Your instructions: Locate each line in the listing below that contains the word "barber" and copy those lines.

Coordinate labeling data

————————

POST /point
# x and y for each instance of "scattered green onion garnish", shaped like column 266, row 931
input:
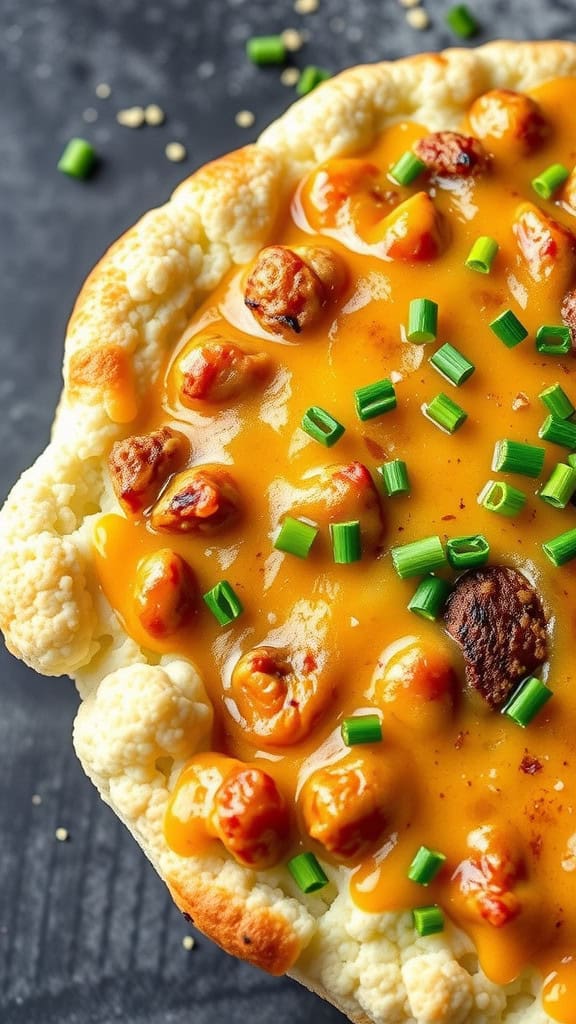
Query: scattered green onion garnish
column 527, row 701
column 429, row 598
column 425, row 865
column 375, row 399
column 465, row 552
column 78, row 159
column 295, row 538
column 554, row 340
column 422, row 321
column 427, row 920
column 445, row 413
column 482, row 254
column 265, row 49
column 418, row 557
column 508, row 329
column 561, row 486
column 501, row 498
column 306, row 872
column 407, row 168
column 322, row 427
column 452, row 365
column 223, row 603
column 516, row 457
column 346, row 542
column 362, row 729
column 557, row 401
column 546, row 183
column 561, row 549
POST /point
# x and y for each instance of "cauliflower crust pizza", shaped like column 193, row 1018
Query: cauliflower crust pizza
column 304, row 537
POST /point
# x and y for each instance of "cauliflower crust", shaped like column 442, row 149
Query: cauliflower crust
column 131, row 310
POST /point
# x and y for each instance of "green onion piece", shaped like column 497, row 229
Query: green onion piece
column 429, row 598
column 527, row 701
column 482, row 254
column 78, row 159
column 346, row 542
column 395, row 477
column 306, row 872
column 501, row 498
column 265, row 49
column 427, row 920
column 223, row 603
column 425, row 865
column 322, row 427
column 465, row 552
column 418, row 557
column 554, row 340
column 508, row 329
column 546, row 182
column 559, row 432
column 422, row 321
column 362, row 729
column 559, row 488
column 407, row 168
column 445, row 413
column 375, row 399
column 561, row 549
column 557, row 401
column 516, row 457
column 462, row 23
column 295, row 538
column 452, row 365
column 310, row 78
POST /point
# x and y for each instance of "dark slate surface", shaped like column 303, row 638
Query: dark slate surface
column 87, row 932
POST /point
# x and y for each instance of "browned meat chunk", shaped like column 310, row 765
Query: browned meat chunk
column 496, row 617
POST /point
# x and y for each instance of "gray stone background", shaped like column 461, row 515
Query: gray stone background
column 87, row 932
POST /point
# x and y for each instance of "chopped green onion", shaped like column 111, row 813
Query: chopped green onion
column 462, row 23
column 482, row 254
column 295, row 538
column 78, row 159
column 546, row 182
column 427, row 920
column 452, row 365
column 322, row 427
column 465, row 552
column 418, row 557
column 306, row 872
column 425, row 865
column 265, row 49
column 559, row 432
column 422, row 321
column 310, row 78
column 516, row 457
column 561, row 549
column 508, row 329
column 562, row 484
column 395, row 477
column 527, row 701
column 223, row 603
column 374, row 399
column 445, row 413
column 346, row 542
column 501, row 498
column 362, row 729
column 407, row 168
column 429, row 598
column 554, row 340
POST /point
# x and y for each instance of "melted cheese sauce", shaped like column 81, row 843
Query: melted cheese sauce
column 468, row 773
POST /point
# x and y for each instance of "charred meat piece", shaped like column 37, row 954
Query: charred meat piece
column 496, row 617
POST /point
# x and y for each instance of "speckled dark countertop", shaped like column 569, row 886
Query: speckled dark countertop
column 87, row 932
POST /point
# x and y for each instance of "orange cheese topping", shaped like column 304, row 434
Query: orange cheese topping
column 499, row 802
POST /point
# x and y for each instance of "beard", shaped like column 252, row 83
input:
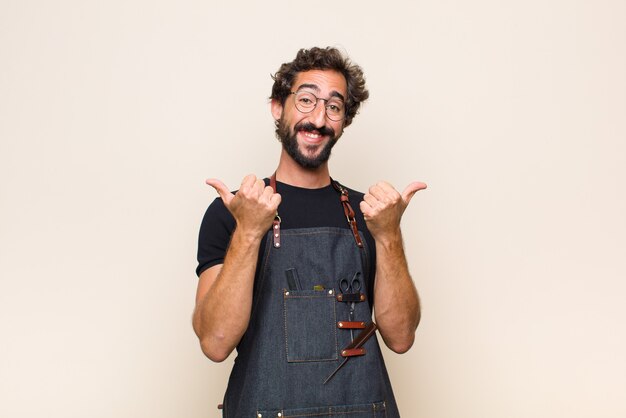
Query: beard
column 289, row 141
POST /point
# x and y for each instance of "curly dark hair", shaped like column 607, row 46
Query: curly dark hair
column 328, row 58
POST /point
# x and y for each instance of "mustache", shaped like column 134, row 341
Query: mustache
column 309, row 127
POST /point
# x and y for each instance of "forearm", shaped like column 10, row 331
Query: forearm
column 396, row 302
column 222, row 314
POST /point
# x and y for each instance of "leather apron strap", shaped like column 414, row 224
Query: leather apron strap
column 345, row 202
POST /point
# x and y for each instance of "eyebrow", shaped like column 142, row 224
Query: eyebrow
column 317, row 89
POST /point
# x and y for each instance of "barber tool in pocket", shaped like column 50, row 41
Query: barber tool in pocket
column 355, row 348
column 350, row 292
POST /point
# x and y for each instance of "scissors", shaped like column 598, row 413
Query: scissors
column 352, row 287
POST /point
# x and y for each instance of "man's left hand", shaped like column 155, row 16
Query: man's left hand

————————

Complete response:
# x and y for each instance of "barber tool in pocket", shaped like column 50, row 41
Query: barber tool in pocket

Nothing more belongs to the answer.